*Excerpted passage*:
====
Subpart D of 9 CFR part 3 contains requirements for the humane handling, care, treatment, and transportation of nonhuman primates. Under subpart D, §3.81 requires that dealers, exhibitors, and research facilities that maintain nonhuman primates develop, document, and follow an appropriate plan for environment enhancement adequate to promote the psychological well-being of nonhuman primates. Section 3.81 further requires that the plan be in accordance with currently accepted professional standards, as cited in appropriate professional journals or reference guides, and as directed by the attending veterinarian. At a minimum, §3.81 requires the plan to address:

- The social needs of nonhuman primates known to exist in social groups;

- Enrichment of the physical environment of the nonhuman primates by providing means of expressing noninjurious species-typical behavior;

- Special considerations for infant and young nonhuman primates; nonhuman primates that show signs of psychological distress, are restricted in their activities, or are individually housed; and great apes weighing over 110 lbs.

Further guidance and specific examples are provided in §3.81 for determining when social grouping of nonhuman primates is inappropriate and ways to provide environmental enrichment. In *38146 addition, §3.81 places restrictions on the use of restraint devices and prescribes when and how individual nonhuman primates may be exempted from participation in the plan.


History of APHIS Regulations on Psychological Well-Being of Nonhuman Primates

The regulations in §3.81 were established as part of a final rule published in the Federal Register on February 15, 1991 (56 FR 6426-6505, Docket No. 90-218). The final rule stipulated that plans for promoting the psychological well-being of nonhuman primates must be implemented by August 14, 1991. The establishment of these regulations was in response to amendments to the Animal Welfare Act made by Congress in 1985. Among other things, the 1985 amendments directed the Secretary of Agriculture to promulgate new regulations for a physical environment adequate to promote the psychological well-being of nonhuman primates.

Nonhuman primates include more than 240 species, ranging from the tiny marmoset to great apes. They live in different habitats in nature, and their nutritional, activity, social, and environmental requirements vary. As a result, the conditions appropriate for one species do not necessarily apply to another. In addition, the 1985 amendments to the Animal Welfare Act, while mandating that we establish regulations for a physical environment adequate to promote the psychological well-being of nonhuman primates, did not give us the authority to interfere with actual research.
====
*Task requirements*:
• 1. Answer the following from the passage on nonhuman primate welfare regulations.
(a) By what date did the final rule require plans for promoting psychological well-being to be implemented?
(b) How many species do nonhuman primates include?
(c) Above what weight do great apes require special consideration under the plan?
• 2. Write the next part of the passage on nonhuman primate welfare regulations, starting immediately after its final sentence.
====
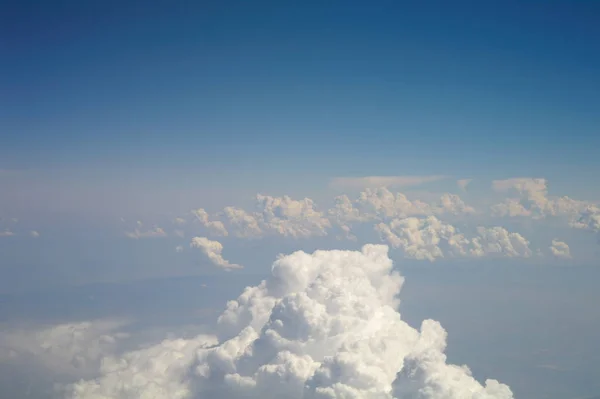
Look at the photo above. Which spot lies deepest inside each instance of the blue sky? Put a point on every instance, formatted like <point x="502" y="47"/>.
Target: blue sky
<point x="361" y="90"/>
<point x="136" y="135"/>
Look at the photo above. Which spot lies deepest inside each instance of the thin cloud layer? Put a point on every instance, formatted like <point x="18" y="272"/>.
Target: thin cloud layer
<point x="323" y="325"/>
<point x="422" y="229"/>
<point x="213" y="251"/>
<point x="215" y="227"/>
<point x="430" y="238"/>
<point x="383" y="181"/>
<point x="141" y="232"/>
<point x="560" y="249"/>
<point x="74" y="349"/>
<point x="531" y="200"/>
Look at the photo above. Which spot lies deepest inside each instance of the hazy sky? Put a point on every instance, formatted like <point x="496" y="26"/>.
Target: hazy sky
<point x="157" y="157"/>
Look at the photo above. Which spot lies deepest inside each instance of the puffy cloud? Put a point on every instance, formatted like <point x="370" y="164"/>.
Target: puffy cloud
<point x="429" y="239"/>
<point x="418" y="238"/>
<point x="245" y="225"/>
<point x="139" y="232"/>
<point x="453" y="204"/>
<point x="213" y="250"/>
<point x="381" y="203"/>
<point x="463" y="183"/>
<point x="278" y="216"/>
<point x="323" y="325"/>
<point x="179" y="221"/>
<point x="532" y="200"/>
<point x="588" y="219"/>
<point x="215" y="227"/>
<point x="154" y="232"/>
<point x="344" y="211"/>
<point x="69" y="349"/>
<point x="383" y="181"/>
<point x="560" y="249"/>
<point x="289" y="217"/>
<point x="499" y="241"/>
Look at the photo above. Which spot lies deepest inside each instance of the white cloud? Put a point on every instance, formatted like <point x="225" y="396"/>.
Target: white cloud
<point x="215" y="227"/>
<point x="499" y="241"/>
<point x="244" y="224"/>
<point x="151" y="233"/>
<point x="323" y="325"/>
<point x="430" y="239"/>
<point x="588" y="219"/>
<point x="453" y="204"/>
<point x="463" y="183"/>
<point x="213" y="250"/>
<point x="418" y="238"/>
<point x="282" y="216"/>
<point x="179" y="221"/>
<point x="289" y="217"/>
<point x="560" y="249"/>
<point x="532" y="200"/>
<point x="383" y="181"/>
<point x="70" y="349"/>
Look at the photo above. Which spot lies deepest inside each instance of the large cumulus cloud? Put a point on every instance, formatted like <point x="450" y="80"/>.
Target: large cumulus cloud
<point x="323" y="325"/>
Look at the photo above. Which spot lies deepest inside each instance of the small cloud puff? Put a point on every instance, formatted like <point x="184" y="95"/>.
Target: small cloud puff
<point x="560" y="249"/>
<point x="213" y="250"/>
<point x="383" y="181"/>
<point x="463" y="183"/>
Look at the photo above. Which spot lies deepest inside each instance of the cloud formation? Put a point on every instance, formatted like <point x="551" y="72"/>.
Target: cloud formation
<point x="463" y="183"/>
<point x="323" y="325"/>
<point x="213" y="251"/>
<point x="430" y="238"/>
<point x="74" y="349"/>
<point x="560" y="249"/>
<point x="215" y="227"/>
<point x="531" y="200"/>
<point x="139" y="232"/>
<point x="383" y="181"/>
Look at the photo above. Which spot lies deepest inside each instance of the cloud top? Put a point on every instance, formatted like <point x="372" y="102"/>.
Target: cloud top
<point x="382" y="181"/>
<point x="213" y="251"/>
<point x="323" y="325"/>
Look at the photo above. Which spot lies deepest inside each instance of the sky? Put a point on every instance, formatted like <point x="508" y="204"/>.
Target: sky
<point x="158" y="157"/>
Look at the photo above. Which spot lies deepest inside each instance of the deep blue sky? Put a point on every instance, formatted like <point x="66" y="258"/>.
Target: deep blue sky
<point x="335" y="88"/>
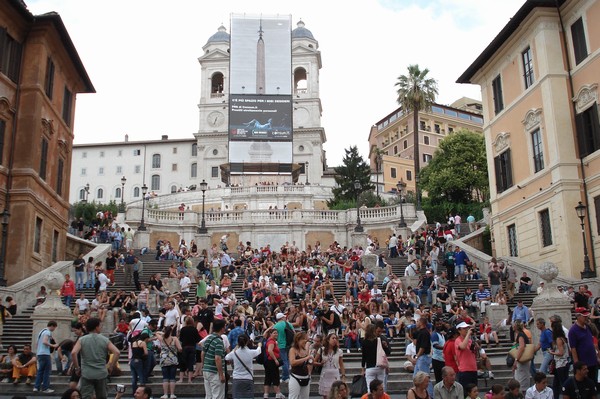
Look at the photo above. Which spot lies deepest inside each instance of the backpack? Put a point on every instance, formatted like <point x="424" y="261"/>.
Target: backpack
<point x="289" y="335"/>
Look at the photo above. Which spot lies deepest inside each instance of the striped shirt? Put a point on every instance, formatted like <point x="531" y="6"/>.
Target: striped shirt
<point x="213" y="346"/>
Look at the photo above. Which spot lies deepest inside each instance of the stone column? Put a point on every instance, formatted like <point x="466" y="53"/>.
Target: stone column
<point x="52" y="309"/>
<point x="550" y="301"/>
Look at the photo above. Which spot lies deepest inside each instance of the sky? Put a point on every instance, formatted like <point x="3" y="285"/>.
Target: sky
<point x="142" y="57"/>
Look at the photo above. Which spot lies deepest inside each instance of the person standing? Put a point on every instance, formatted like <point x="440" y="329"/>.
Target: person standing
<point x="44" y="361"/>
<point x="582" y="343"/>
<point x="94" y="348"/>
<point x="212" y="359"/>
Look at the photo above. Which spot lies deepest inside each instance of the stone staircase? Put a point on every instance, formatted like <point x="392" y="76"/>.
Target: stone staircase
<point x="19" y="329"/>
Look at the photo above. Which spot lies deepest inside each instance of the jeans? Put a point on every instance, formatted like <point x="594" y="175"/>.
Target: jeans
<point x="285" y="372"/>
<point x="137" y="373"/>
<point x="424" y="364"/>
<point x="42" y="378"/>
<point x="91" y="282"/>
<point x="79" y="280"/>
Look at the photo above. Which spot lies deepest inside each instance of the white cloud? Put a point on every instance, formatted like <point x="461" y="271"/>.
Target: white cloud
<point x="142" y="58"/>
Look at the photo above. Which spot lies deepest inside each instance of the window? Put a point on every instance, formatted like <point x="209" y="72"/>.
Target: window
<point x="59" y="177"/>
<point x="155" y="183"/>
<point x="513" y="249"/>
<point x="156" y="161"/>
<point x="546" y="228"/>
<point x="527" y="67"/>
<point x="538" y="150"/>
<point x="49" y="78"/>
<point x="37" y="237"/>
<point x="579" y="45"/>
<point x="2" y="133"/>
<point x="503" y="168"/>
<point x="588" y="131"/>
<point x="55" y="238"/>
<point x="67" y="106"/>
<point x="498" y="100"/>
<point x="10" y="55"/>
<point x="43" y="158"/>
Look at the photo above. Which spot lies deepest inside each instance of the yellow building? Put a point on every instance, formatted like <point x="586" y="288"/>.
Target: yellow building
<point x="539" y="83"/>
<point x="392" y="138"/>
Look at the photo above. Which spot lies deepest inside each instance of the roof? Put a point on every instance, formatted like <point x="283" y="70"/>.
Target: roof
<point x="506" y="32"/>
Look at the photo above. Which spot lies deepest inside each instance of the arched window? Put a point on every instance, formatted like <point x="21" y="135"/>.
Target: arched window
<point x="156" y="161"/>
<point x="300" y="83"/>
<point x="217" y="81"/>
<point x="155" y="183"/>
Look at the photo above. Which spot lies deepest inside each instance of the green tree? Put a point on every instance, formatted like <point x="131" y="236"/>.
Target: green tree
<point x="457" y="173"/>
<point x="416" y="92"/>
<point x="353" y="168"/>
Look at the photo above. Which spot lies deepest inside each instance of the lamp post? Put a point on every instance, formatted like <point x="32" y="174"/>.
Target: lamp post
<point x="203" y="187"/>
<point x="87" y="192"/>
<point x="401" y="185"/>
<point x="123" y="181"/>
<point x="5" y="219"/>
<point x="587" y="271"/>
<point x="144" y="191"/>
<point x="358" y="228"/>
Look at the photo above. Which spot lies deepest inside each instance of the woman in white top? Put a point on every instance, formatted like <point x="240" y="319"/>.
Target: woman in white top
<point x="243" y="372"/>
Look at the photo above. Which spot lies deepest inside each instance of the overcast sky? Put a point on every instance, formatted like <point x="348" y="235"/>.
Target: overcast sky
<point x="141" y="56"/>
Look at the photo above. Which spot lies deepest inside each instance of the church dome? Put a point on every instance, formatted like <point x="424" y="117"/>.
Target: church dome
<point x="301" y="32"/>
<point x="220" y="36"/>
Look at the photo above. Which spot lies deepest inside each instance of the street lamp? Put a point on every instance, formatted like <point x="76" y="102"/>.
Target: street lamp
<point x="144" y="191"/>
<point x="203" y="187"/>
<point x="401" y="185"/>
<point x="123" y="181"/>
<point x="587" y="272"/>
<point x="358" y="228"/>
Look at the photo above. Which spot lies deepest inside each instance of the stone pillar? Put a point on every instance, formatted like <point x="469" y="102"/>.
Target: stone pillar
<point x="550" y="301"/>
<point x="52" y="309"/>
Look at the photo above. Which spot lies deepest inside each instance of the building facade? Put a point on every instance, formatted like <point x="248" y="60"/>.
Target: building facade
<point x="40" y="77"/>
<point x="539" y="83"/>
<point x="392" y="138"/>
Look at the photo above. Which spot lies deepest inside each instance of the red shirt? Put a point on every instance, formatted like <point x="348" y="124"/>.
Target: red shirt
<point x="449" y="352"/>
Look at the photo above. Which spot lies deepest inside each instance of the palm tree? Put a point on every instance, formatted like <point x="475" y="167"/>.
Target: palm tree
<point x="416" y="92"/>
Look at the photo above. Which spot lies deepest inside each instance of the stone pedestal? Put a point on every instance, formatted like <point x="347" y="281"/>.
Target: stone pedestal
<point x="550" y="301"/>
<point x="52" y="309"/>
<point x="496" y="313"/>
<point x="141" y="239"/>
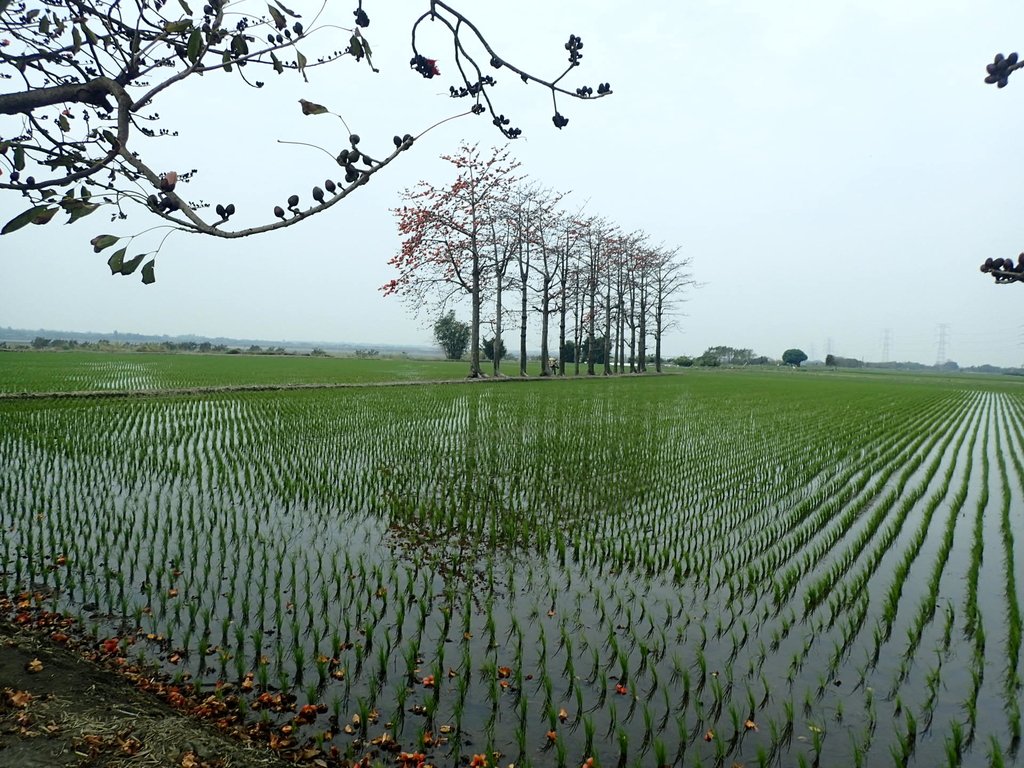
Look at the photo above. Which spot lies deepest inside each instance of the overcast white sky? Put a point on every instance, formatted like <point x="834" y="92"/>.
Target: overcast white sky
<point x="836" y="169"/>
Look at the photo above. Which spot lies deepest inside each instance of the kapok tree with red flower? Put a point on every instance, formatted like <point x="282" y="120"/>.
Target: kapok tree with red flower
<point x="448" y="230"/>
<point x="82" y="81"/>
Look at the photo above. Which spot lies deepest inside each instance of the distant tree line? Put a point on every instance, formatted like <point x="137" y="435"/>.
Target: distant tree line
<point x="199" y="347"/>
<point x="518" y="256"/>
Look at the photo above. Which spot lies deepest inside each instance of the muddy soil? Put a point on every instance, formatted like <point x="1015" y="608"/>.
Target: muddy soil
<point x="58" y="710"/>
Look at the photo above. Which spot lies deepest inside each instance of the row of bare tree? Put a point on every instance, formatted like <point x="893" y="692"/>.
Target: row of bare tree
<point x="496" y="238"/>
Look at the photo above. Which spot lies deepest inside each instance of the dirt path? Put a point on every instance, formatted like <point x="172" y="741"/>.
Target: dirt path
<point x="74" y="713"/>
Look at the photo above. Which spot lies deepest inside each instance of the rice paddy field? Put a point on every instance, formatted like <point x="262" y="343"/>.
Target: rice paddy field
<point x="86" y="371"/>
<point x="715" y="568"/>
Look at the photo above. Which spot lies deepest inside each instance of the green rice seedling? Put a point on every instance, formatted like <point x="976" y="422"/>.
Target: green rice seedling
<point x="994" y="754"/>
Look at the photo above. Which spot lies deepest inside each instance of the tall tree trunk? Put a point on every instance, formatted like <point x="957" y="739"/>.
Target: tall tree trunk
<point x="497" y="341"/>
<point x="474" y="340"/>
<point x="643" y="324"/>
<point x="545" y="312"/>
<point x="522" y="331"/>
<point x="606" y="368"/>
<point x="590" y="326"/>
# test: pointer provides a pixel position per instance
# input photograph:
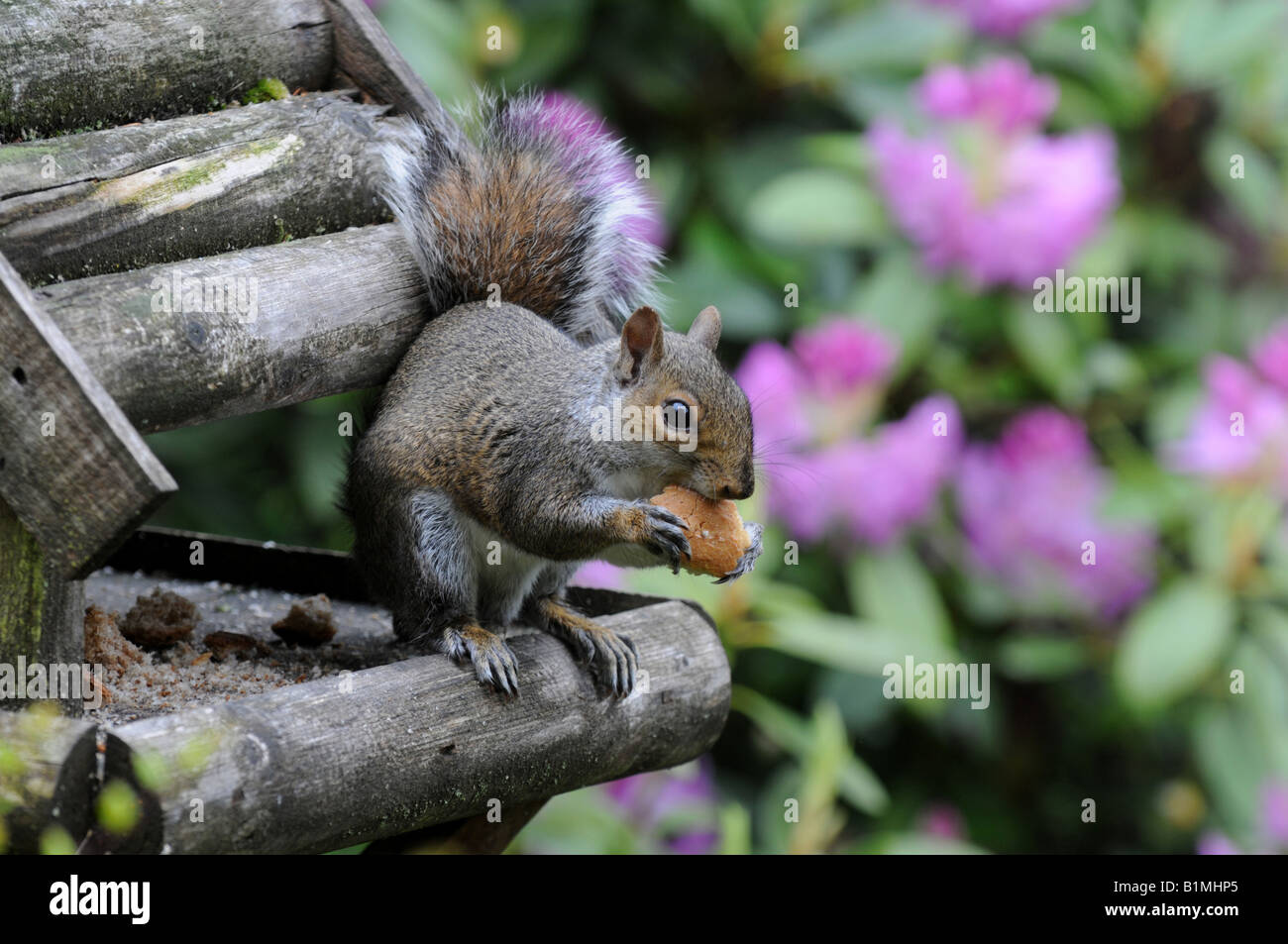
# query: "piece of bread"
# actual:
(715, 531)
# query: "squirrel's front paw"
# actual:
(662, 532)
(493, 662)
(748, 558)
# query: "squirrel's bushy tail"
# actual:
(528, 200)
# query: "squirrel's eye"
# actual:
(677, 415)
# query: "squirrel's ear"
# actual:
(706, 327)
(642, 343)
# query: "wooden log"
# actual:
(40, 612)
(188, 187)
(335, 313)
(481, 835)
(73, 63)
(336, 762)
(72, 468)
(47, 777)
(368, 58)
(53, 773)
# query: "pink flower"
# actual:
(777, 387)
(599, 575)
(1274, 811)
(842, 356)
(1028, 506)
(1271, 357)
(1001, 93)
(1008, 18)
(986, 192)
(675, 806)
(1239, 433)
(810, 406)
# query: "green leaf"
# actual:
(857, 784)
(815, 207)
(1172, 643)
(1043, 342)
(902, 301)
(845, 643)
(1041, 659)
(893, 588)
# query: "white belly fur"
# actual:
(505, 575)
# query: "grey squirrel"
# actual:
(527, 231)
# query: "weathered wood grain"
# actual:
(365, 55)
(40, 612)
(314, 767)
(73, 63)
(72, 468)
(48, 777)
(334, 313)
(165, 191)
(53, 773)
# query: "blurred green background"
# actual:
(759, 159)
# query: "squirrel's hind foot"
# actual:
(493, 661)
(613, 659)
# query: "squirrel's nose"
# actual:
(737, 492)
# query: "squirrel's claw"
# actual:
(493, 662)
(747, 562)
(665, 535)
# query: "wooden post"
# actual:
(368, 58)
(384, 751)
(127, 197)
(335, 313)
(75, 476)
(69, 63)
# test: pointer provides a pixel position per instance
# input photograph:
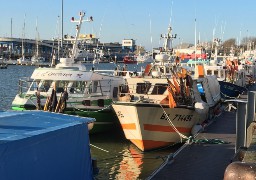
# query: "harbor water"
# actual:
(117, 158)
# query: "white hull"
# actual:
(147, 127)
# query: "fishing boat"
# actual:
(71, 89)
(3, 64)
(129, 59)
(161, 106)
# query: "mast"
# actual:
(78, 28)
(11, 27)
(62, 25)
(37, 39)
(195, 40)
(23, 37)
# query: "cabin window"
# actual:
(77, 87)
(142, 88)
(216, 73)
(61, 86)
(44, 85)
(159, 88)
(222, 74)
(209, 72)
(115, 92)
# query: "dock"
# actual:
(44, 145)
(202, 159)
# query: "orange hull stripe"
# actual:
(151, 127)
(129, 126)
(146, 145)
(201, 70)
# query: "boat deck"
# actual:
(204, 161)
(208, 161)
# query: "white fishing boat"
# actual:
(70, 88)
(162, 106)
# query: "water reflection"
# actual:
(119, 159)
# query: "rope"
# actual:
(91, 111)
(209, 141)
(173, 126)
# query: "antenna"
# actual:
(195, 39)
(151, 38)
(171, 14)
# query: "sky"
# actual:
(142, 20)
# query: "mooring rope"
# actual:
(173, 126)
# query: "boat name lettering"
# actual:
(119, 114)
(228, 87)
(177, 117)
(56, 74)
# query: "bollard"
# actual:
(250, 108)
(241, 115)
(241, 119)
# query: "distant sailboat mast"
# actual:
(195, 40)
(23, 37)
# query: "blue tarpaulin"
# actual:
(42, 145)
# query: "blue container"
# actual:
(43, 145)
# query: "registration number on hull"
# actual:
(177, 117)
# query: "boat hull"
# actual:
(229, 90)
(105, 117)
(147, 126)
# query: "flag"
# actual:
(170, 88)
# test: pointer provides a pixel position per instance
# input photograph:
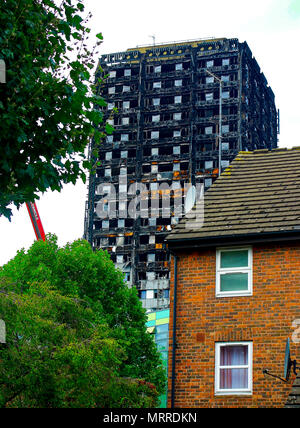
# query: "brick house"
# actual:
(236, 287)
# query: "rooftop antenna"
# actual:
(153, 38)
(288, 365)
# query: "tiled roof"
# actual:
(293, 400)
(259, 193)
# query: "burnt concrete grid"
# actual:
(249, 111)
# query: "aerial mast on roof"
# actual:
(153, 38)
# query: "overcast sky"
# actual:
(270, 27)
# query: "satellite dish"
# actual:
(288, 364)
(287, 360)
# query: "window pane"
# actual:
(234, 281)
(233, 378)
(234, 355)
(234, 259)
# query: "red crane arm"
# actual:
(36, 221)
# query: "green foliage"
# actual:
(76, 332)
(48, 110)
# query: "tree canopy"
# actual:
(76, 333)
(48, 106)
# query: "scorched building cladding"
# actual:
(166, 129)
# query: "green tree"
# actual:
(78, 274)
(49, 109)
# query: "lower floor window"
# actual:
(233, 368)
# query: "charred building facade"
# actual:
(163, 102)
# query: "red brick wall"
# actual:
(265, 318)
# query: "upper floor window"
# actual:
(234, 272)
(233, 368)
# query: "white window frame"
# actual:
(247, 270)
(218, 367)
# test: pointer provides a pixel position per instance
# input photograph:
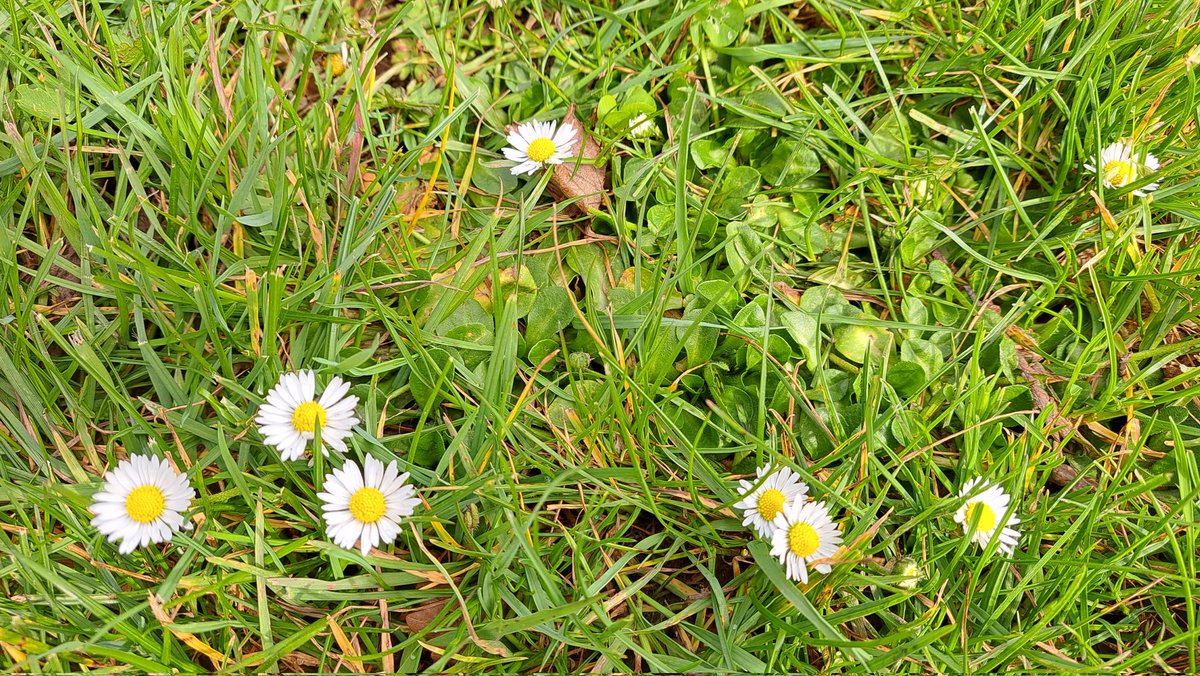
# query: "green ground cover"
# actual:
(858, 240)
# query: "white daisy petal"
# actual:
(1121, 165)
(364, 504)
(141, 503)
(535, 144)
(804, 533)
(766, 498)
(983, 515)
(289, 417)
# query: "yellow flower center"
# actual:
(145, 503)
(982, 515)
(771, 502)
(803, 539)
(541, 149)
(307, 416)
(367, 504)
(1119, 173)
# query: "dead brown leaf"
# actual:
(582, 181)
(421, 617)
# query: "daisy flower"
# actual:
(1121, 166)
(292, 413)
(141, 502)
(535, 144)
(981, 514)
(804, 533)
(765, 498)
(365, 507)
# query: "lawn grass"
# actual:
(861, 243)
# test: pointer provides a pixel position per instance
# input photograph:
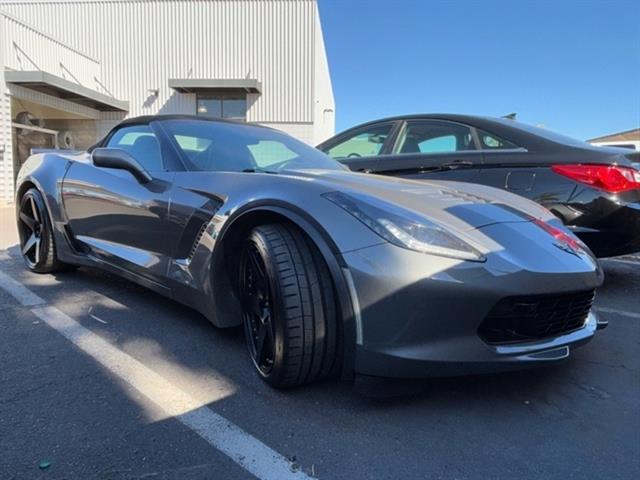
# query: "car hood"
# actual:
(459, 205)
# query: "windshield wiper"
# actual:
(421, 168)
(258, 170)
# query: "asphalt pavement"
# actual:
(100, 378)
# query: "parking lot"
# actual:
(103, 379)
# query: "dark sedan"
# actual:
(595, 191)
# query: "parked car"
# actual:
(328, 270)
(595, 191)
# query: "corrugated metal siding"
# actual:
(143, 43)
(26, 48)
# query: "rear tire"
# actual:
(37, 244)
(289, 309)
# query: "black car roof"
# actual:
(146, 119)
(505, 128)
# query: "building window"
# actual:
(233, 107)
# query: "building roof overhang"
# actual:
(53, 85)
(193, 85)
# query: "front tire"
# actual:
====
*Answers to each task*:
• 1.
(a) August 14, 1991
(b) More than 240 species
(c) 110 lbs.

• 2.
With these things in mind, we intentionally made the regulations regarding promotion of psychological well-being flexible. The regulations we established in §3.81 are performance standards, meaning they state a goal that must be met (an environment adequate to promote the psychological well-being of nonhuman primates) and provide minimum requirements on how to meet the goal. Within the minimum requirements, dealers, exhibitors, and research facilities have the flexibility to develop a plan that will address the specific needs of the nonhuman primates they maintain and, for research facilities, that will address the scientific needs of research.

Further, what constitutes psychological well-being in each species and each primate does not lend itself to precise definition. After consultation with primate experts and using the accepted professional standards available at the time, we based the regulations on the concept that, to promote the psychological well-being of nonhuman primates, a balance of several factors or areas of concern must be addressed. As noted above, this concept, as set forth in §3.81, involves providing methods of social interaction with other nonhuman primates or humans; providing methods to physically and mentally stimulate the nonhuman primates and occupy some of their time; and considering the special needs of certain nonhuman primates, such as infants and young juveniles or great apes. Stipulating areas of concern that must be addressed, as opposed to more rigid design standards, allows dealers, exhibitors, and research facilities flexibility to tailor the plan so that it is appropriate to the species or individual being maintained.

The performance standards in §3.81 require first and foremost that the plan for environment enhancement be in accordance with currently accepted professional standards, as cited in appropriate professional journals or reference guides, and as directed by the attending veterinarian. This allows flexibility for dealers, exhibitors, and research facilities in developing their guides as advances are made in the understanding of ways to assess and promote psychological well-being in nonhuman primates.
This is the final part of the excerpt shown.